• What you need to do:
Copy exactly the lines from the beginning of the data down to and including the line holding "Target: red cheerleading uniform", without any pictures.

Image-grounded pointing data
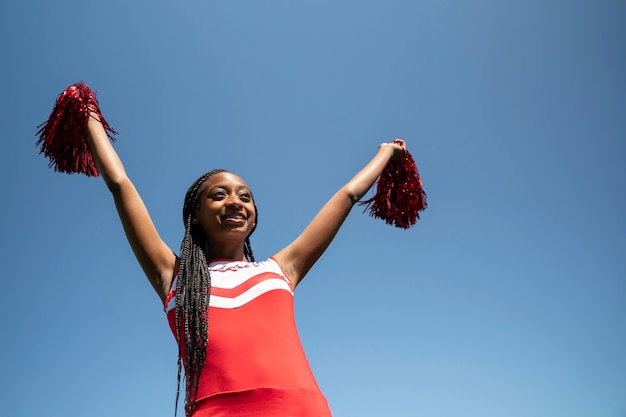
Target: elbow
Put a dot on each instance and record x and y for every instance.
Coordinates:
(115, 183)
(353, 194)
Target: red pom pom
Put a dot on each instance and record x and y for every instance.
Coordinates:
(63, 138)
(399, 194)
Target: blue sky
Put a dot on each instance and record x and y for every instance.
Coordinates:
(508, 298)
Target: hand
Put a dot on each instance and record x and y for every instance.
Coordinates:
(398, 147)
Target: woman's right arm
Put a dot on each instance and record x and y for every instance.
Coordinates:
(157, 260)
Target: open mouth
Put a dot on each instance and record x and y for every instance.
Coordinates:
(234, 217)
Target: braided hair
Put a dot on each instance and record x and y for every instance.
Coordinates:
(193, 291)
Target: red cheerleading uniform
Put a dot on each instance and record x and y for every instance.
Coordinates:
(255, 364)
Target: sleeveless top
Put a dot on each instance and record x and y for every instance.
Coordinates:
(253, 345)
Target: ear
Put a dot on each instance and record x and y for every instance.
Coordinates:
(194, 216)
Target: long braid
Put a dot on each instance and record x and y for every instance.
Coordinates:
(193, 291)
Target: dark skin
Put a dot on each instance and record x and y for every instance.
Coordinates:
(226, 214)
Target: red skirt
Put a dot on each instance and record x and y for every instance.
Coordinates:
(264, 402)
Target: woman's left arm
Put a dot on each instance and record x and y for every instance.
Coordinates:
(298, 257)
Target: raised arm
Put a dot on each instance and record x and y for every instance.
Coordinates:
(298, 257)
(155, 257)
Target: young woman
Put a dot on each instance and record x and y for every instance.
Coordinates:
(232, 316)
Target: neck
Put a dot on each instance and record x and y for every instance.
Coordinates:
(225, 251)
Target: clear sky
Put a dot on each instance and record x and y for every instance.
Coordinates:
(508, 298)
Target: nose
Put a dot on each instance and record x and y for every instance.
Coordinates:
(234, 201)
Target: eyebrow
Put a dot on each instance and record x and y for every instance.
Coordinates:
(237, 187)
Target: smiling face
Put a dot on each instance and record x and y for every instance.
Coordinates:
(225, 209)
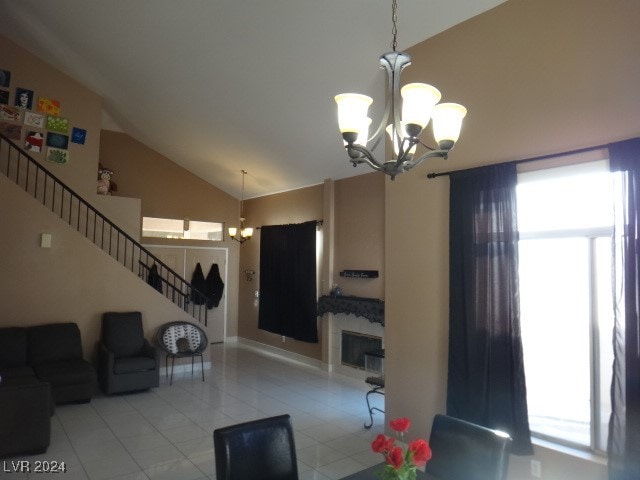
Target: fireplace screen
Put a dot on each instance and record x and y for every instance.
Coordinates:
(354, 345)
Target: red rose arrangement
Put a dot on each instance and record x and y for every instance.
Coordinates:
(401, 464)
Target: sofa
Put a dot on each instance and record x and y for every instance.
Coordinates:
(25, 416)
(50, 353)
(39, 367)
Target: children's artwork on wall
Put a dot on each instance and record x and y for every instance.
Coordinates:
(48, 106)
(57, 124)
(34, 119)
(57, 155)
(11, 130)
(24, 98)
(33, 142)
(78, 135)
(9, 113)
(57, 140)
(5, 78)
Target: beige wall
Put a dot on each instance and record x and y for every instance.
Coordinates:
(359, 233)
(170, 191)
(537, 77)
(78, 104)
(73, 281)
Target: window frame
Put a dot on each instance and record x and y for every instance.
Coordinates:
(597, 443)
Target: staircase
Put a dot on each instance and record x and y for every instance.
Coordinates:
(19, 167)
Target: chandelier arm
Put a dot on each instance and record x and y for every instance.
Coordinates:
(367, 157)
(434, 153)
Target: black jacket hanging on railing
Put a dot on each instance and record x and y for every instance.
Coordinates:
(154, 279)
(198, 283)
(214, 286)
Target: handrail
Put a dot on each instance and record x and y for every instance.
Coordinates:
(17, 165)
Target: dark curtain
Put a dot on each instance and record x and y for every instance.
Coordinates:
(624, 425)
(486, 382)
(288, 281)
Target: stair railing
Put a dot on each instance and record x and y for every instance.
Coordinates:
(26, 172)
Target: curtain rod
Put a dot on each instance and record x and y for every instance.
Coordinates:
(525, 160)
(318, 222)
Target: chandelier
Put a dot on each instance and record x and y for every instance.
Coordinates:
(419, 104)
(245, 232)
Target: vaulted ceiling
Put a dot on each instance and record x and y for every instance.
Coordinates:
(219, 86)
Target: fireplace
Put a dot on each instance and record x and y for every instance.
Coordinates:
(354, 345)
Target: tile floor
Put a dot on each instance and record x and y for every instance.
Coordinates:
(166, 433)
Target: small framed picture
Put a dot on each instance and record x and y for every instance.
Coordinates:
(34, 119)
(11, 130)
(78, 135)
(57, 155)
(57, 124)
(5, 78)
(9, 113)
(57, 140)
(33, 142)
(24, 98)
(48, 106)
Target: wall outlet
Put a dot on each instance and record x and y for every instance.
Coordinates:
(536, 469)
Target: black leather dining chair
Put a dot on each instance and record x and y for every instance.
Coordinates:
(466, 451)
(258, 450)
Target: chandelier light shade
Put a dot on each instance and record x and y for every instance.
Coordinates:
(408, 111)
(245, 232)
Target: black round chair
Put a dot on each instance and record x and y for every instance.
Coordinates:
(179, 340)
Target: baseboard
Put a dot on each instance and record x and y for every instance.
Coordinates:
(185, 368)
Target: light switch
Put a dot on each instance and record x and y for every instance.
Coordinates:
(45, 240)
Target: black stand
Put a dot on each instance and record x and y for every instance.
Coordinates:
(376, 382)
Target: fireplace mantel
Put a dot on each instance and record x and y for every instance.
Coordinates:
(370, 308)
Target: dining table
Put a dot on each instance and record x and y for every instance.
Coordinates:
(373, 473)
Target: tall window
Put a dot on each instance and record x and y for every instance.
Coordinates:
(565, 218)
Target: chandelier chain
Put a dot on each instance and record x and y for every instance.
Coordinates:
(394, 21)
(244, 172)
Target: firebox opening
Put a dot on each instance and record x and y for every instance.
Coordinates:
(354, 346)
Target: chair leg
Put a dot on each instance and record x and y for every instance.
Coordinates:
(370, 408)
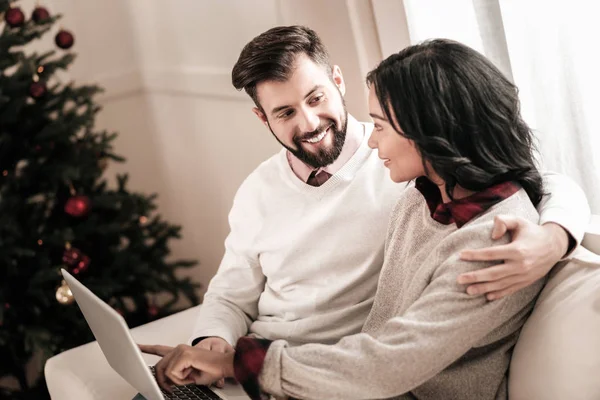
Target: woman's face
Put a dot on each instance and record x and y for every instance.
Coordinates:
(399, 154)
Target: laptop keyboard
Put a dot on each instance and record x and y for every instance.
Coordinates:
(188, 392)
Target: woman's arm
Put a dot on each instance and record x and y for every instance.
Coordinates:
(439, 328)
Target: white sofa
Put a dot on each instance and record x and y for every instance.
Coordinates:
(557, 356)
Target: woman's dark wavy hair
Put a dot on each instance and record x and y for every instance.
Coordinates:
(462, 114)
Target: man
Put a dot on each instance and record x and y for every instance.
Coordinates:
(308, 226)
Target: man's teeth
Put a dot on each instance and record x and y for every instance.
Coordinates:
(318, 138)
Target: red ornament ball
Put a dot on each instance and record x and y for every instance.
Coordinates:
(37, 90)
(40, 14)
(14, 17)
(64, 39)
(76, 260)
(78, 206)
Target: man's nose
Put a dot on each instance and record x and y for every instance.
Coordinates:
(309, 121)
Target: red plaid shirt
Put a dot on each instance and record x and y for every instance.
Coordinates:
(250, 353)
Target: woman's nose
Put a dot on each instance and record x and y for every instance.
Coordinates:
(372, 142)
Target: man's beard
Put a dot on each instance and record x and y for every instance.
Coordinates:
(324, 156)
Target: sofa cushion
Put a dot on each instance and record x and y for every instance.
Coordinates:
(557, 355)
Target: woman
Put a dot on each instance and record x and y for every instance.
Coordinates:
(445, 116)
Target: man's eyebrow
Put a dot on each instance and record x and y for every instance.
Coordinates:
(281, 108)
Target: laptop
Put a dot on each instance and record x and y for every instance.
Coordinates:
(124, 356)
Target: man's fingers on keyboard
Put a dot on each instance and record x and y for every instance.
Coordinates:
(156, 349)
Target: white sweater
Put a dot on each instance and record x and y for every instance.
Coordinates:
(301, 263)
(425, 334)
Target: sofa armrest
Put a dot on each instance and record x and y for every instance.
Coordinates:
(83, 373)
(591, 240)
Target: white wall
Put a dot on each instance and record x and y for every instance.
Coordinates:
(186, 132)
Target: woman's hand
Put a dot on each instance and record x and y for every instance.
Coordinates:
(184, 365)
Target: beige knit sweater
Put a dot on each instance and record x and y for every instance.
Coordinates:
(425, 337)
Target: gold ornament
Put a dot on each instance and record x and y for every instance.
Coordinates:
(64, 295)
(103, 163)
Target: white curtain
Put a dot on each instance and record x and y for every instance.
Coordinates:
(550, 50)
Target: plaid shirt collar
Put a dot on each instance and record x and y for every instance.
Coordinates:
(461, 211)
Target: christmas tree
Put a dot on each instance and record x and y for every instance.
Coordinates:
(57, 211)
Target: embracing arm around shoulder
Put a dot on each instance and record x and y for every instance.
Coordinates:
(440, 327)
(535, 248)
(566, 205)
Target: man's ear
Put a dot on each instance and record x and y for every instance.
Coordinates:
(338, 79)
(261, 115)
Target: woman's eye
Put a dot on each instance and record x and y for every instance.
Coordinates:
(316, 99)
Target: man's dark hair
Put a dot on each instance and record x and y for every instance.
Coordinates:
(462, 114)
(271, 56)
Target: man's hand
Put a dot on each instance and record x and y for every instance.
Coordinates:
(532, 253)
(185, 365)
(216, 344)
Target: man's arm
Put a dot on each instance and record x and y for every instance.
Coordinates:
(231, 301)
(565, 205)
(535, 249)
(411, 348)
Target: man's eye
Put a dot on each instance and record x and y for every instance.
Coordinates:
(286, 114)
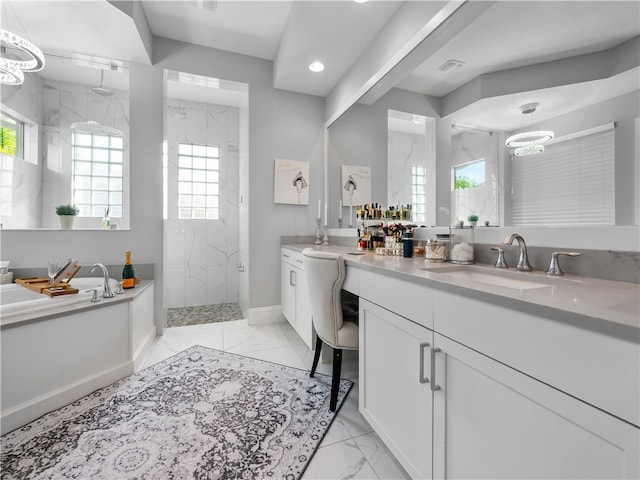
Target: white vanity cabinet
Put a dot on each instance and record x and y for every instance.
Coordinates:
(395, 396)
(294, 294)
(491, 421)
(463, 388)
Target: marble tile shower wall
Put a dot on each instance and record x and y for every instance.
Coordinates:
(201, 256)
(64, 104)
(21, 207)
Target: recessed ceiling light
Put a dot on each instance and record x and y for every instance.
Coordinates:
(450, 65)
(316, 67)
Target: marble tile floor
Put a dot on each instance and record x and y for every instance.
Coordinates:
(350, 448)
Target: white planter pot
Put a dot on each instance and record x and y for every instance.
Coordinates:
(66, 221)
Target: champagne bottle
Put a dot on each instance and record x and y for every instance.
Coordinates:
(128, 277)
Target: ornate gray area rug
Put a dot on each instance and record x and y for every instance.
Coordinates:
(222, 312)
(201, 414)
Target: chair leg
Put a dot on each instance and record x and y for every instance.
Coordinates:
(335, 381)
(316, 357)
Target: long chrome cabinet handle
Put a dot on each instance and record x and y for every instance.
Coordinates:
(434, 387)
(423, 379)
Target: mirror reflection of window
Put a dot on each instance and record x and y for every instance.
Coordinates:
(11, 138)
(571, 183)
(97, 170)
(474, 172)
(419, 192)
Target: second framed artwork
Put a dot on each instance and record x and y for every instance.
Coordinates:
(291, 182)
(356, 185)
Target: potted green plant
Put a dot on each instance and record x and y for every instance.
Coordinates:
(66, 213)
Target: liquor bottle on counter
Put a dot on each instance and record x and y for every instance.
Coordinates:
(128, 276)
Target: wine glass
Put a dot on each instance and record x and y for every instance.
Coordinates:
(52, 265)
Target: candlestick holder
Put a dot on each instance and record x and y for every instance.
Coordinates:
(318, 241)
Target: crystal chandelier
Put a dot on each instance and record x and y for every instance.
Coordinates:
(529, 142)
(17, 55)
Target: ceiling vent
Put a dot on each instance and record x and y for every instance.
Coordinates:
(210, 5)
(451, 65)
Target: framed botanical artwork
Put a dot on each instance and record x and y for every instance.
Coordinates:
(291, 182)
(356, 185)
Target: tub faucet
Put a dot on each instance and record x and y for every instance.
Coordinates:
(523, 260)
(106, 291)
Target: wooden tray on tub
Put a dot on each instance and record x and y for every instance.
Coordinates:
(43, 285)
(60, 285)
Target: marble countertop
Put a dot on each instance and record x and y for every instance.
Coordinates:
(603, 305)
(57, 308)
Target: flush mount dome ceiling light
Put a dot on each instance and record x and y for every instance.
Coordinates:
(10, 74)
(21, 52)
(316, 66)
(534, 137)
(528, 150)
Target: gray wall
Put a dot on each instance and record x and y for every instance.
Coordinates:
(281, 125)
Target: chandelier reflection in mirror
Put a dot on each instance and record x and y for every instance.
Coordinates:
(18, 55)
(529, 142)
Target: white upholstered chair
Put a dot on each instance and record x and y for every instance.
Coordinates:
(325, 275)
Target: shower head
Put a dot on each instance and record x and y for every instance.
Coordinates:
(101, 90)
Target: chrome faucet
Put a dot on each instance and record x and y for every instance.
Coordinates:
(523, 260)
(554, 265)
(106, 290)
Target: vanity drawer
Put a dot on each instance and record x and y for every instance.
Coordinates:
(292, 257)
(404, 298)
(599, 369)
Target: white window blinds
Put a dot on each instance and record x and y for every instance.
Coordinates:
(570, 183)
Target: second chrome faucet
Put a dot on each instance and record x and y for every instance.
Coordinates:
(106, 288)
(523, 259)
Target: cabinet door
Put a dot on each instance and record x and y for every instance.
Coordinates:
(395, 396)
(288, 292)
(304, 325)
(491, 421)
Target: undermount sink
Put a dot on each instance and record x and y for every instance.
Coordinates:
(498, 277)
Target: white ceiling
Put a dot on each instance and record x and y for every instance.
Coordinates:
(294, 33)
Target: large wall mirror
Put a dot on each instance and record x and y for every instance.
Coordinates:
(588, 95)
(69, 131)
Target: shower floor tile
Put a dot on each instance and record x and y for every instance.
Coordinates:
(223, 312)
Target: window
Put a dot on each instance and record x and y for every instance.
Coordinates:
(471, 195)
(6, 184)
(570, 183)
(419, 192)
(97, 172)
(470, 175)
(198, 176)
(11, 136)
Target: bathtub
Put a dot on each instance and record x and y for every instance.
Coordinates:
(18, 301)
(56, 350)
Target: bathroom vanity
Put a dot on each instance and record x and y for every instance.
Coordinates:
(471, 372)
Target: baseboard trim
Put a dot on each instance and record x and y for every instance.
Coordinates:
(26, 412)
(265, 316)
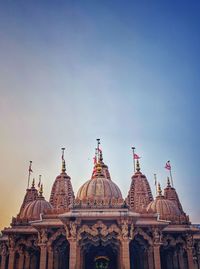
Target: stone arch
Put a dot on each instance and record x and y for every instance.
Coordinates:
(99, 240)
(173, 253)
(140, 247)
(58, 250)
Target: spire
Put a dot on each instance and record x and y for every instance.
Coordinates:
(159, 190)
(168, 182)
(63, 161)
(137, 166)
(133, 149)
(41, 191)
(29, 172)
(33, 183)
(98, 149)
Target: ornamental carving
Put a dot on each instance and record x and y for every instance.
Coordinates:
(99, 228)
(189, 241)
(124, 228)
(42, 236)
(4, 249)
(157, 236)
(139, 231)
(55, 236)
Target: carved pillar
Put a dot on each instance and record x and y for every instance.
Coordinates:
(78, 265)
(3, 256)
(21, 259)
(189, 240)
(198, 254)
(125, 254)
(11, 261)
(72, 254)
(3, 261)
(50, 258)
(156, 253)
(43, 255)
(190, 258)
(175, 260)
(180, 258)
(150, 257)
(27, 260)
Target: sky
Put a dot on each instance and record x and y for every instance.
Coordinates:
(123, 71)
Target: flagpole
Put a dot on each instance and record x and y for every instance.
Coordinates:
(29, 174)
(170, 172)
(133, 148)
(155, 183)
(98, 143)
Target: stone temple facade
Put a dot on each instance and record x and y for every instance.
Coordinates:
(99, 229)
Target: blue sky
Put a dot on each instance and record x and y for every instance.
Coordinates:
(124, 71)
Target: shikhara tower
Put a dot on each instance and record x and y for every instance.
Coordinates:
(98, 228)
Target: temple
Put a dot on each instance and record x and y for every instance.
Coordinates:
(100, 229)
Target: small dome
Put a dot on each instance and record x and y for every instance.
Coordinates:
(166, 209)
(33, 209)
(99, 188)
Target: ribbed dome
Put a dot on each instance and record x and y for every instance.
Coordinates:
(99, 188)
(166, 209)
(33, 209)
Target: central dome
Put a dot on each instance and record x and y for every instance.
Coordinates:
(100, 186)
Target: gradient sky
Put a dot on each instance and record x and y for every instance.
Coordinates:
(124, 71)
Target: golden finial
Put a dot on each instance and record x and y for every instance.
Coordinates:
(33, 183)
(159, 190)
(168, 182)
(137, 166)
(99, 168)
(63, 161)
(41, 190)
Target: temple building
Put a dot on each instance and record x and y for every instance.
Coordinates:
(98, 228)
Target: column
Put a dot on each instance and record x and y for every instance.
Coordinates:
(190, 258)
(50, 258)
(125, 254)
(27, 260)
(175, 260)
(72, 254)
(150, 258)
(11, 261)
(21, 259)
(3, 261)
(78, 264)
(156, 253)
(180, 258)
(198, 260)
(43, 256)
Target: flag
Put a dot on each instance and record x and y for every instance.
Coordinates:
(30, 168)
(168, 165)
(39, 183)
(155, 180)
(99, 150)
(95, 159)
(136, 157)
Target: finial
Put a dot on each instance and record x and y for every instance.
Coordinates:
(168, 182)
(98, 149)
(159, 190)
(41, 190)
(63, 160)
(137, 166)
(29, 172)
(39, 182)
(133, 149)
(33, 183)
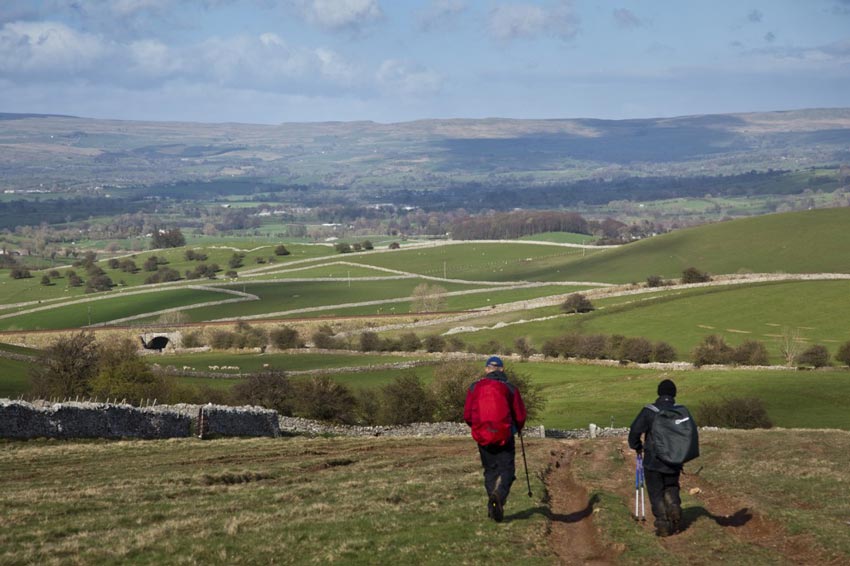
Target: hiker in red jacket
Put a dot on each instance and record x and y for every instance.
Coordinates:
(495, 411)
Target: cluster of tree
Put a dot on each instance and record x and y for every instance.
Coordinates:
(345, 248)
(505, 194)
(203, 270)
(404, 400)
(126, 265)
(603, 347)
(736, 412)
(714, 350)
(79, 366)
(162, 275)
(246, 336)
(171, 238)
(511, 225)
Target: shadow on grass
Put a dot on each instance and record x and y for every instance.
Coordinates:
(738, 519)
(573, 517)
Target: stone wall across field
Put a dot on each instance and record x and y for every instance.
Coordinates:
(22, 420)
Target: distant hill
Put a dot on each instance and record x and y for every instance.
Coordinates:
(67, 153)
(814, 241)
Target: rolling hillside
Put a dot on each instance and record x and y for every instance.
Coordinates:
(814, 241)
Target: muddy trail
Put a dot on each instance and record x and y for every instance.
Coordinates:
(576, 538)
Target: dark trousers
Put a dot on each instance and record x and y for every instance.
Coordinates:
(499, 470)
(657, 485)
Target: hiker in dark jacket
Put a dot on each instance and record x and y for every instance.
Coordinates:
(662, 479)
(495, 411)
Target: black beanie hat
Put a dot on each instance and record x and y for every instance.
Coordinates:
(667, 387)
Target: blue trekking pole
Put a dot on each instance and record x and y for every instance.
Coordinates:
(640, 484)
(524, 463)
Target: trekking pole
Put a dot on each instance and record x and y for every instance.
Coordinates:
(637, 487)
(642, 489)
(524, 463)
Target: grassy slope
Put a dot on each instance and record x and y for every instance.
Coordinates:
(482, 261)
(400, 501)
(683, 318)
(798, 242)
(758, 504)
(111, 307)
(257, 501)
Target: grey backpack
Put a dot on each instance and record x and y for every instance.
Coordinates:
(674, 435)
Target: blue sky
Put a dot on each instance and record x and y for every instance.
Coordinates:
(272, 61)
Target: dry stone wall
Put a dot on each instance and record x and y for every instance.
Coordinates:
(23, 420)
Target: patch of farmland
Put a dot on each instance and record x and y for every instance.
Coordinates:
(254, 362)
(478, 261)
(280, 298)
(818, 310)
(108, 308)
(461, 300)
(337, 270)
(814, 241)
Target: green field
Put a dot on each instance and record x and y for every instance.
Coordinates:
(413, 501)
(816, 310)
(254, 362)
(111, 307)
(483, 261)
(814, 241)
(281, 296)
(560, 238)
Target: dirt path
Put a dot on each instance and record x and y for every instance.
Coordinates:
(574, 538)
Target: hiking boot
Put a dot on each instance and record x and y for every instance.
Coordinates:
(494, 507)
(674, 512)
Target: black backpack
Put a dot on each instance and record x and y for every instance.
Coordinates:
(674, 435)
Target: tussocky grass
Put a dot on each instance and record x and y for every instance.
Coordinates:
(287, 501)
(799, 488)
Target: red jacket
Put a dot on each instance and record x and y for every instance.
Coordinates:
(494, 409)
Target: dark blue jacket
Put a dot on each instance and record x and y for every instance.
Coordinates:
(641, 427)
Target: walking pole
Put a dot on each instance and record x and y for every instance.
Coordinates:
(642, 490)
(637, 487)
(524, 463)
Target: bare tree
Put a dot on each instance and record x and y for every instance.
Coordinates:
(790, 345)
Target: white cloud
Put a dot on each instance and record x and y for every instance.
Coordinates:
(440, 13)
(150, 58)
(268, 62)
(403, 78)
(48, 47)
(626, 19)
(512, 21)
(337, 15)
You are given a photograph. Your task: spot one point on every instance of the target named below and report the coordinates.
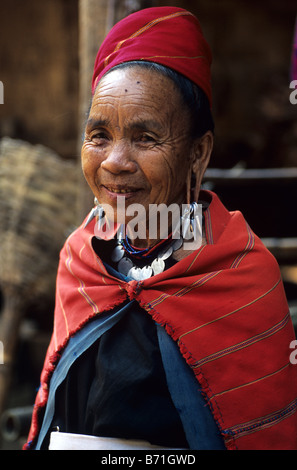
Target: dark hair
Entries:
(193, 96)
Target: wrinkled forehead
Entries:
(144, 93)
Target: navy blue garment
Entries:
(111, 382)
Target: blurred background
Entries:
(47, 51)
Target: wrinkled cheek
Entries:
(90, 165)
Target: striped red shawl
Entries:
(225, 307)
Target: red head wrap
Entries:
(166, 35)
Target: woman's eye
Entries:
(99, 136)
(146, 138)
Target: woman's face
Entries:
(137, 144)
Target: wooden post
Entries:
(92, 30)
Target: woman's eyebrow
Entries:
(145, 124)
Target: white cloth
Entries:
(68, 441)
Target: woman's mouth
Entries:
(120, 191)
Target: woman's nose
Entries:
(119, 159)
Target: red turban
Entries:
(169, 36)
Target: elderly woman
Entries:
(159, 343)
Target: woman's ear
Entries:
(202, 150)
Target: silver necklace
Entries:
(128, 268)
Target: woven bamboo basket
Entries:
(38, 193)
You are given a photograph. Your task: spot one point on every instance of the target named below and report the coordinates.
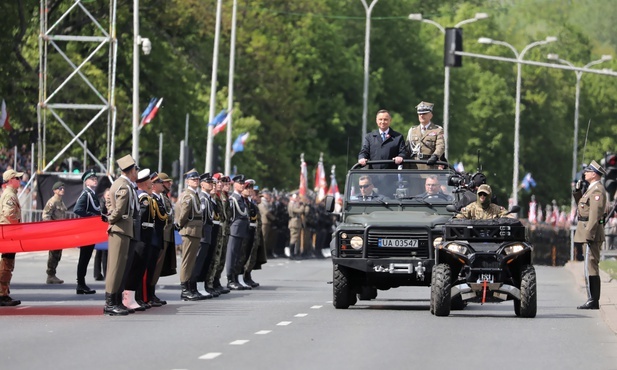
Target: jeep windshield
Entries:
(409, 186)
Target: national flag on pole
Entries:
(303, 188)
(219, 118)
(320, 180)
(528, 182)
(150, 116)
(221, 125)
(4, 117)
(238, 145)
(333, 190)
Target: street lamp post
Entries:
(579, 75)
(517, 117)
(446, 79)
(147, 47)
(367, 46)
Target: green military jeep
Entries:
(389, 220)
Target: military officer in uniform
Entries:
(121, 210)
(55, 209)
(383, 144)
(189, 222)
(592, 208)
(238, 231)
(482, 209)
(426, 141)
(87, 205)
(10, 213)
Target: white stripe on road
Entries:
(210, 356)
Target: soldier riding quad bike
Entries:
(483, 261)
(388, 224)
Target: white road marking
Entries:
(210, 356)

• Task answer:
Target: elbow
Put a dot on each instance and record x and y for every instance.
Coordinates:
(115, 183)
(353, 194)
Target: red pom pom
Put a dot on each instance and record x and y for every instance.
Coordinates:
(63, 138)
(399, 194)
Target: blue sky
Put a dot on each instance and record x and y for every instance.
Coordinates:
(508, 298)
Target: hand
Put a dot on each instance and record x and y for every instance.
Coordinates:
(398, 147)
Target: woman's right arm
Put a dot on each instance and record x and y for every instance.
Coordinates:
(157, 260)
Target: open mouth
Put a dot on each instance and record x and y for every instance.
Coordinates:
(234, 217)
Target: braided hair
Put a dot on each instance and record x and y for every instance.
Coordinates:
(193, 291)
Target: red cheerleading uniform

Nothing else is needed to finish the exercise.